● EXERCISE GOAL:
Can you convert the lines below, from the line with "Each instance of the white" through the line with "[(102, 114)]" (both included), into a two-column CSV with the headers text and answer? Give one row for each line and the answer that follows it, with every field in double quotes and line breaks replaced by spaces.

=== RECORDS PROVIDED ===

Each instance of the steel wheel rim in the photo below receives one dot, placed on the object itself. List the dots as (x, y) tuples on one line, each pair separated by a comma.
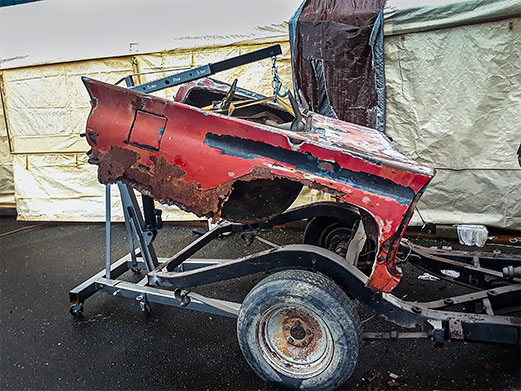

===
=== RECORDS PROVIDED ===

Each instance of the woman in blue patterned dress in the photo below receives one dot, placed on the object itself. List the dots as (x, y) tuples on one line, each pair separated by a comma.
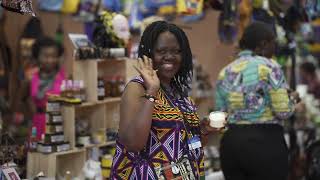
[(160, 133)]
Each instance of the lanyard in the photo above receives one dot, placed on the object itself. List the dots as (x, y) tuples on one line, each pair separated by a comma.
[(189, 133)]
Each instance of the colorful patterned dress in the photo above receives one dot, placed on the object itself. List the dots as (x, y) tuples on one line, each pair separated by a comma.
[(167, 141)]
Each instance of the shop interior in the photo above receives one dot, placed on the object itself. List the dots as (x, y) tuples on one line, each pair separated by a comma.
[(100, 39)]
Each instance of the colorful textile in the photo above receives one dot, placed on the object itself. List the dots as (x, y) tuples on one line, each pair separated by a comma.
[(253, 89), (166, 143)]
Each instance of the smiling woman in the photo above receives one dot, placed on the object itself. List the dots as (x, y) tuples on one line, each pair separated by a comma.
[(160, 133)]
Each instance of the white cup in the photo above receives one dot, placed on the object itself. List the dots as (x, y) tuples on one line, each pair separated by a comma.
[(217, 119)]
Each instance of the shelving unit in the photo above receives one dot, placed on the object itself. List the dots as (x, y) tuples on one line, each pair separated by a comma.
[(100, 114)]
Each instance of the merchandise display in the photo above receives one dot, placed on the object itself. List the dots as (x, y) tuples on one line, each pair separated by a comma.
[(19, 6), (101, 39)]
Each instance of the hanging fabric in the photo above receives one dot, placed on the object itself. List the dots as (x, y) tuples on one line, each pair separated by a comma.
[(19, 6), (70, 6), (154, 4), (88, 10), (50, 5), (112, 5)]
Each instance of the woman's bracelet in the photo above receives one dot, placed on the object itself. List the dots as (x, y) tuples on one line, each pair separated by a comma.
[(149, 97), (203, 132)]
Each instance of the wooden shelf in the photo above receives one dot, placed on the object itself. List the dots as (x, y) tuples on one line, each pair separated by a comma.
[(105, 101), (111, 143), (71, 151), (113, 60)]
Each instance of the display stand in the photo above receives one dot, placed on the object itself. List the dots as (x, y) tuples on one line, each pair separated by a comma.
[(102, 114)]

===

● EXPECTED OUTPUT:
text,answer
"Each instance of the white cup in the photo above receives one dot, placed on the object itself. List the dots as (x, y) tuples on one line, each pair separated by a comma.","[(217, 119)]"
"Each instance of the shelving unit in the photo above receives one dot, placed on the object itself. List the dots as (x, y) tuples on one line, each pair separated by a comma.","[(100, 114)]"
"Each instance of the merchandise display in the photo above receives one dot, placed on the object itself. List the dots as (x, y) tuples on one line, each pair separated by a comma.","[(19, 6), (101, 39)]"
"Each instance of the hanging fabric in the photo above receives one dot, placed on the object itself. List the dots as (x, y) tuples on one line, each pair separated by a comma.","[(19, 6), (70, 6), (154, 4), (88, 10), (50, 5), (112, 5)]"
"Each instance of the woman's bracelet in the photo above receives one dot, placed on the object itself. List the dots as (x, y) tuples on one line, each pair separated by a comma.","[(149, 97), (203, 132)]"
"Each instance of the wooden shelf in the photo above receives one dot, placed on the object itself. List the dots as (x, y) tuples on one line, each pair separated by a comma.","[(105, 101), (111, 143), (71, 151), (113, 60)]"
"Each instance of the display stand in the photo above receives one dot, placed on the object itself. List the dots as (x, y) tuples on one line, each pair separated by a comma.","[(102, 114)]"